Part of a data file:
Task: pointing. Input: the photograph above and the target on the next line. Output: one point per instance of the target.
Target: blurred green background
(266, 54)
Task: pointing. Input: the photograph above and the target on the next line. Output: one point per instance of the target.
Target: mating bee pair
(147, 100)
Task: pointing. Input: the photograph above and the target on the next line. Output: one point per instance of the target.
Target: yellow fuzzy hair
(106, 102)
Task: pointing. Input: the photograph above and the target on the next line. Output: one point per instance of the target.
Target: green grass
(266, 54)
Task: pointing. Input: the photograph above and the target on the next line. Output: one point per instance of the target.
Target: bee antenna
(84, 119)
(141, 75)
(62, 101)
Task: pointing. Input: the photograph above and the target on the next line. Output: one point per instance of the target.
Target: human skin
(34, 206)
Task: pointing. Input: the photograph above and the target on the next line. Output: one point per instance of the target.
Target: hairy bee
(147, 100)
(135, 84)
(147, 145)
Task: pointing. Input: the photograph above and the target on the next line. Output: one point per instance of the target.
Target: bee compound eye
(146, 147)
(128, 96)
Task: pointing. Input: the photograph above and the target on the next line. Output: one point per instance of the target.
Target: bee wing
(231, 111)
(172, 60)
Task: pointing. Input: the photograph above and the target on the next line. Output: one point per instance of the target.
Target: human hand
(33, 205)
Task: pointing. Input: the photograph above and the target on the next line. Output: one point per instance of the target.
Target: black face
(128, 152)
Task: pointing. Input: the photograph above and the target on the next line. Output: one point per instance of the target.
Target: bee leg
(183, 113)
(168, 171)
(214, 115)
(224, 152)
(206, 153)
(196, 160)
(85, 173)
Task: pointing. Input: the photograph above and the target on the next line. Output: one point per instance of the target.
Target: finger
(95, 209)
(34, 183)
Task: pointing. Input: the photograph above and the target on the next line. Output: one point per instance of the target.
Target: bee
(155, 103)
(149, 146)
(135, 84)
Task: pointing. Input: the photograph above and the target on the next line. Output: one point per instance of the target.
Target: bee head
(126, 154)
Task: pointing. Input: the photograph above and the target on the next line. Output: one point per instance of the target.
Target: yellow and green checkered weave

STATED GOAL -
Print the whole listing again, exactly.

EXPECTED ANSWER -
Task: pointing. Input: the photograph above and the target on the next line. Output: one point per instance of the target.
Target: blurred green background
(266, 54)
Task: pointing. Input: the photograph above and the target on the next line. Output: one point per instance of the target.
Target: mating bee pair
(147, 100)
Task: pointing. Input: the photograph above and the target on the next line. Output: one point per instance of the target.
Target: yellow fuzzy hair
(106, 102)
Task: pointing. Input: the photograph above and the target on the next line. Output: one point per instance of the target.
Target: green grass
(266, 54)
Task: pointing. Input: the photograph above and the target on the next line. Output: one point per instance of the target.
Target: bee antenna
(84, 119)
(141, 75)
(62, 101)
Task: pointing. Input: the photograph above and the target on the next line. Output: one point per instance of the target.
Target: human skin
(34, 206)
Task: pointing. Input: the photograph above and the target on the next line. Output: one point per instance of the target.
Target: hairy bee
(147, 100)
(135, 84)
(147, 145)
Task: pointing. Input: the photograph above and the target on the next line. Output: one point per instance of the target.
Target: bee compound eye
(146, 147)
(128, 96)
Task: pointing. Input: the photograph above and the target on the next line. Output: one point per instance of the target.
Target: bee wing
(231, 111)
(172, 60)
Task: pointing. Input: the photograph above and the target on the next line. Output: one point per instance of the target.
Target: human hand
(33, 205)
Task: pointing. Input: the photograph above and the target on the next line. Output: one point per instance of the target.
Target: black face
(128, 152)
Task: pointing. Input: the photograph above and the target on the next line. Output: one point per instance of the target.
Target: bee leg
(183, 113)
(168, 171)
(214, 115)
(224, 152)
(206, 153)
(196, 160)
(85, 173)
Task: pointing. Input: the photograph above and the target on the next line. Output: one point per instance of the target.
Target: finger
(95, 209)
(34, 183)
Task: pointing. Input: the photograph above and the target on the next line. Output: one point per instance of the target.
Target: bee
(155, 103)
(149, 146)
(135, 84)
Task: pointing. Input: the photograph above and the target on the next line. Output: one point per instance of the target.
Target: bee head
(126, 154)
Task: pointing. Input: the photograph above and the target on the next line. Output: one point per instance of the target.
Target: yellow and green checkered weave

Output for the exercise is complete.